Is code a cow path?
When the automobile was first invented, many looked like—and were indeed called—horseless carriages.
Early websites for newspapers were laid out just like the paper versions. They still are to some extent.
Our computers have “desktops” and “files”—just like an office from the 1950s.
It is even said that the width of our railroad tracks is a direct result of the width between the wheels of a Roman chariot (though that claim is somewhat dubious).
This phenomenon—using new technology in the old technology way—is often called “paving the cow paths.” Cows are not known for understanding that the shortest distance between two points is a straight line, and it doesn’t always make sense to put pavement down where they wear tracks in the fields.
This notion was formalized by the great Peter Drucker, who said “There is surely nothing quite so useless as doing with great efficiency what should not be done at all.”
All of this got me thinking about AI writing all of our code now.
Is code necessary?

- - -

Activity list -
a) In the cow-path passage, who formalized the notion of paving the cow paths?
b) List every example the cow-path passage gives of new technology shaped by an older one.
c) Carry the cow-path passage forward from its final question, "Is code necessary?"
The material comes from a separate source, unrelated to the cow-path passage.

Recorded data -
- - -

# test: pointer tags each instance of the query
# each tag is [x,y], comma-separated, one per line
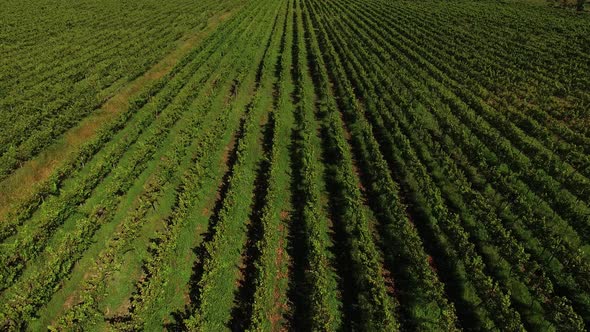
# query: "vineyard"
[325,165]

- - -

Answer set -
a) Peter Drucker

b)
- Early automobiles that looked like, and were called, horseless carriages
- Early newspaper websites laid out like the paper versions
- Computer "desktops" and "files" modeled on a 1950s office
- Railroad track width said to come from the wheel spacing of a Roman chariot

c)
We developers spend years honing our craft. We read books about clean code, write blogs about the proper way to structure code, and tell ourselves, rightly, that code is meant to be read and maintained as much as it is to be written.
AI coding could change all of that. Your coding agent doesn’t need to see all that great stuff that we humans do. Comments, good variable names, cleanly constructed classes, and the like are all things we do for humans. Shoot, code itself is a human construct, a prop we created to make it easier to reason about the software we design and build.
I was recently using Claude Code to build an application, and I insisted that he (I can’t help but think of Claude Code as a person) code against interfaces and not implementations, that he design everything with small classes that do one thing, etc. I wanted the code Claude created to be what we developers always shoot for—well-written, easy to maintain, and decoupled. You know the drill.
And then it occurred to me—are we all merely paving cowpaths? Should agentic AI be concerned with the same things we humans care about when constructing software? Claude wrote comments all over the place—that was for me, not for him. He wrote the code the way that I wanted him to. Does he have a better idea about how to make the software work?
For that matter, who needs code anyway? It’s not inconceivable that coding agents will eventually just render machine code—i.e., they could compile your native language directly into a binary. (That’s one way to end the language wars!)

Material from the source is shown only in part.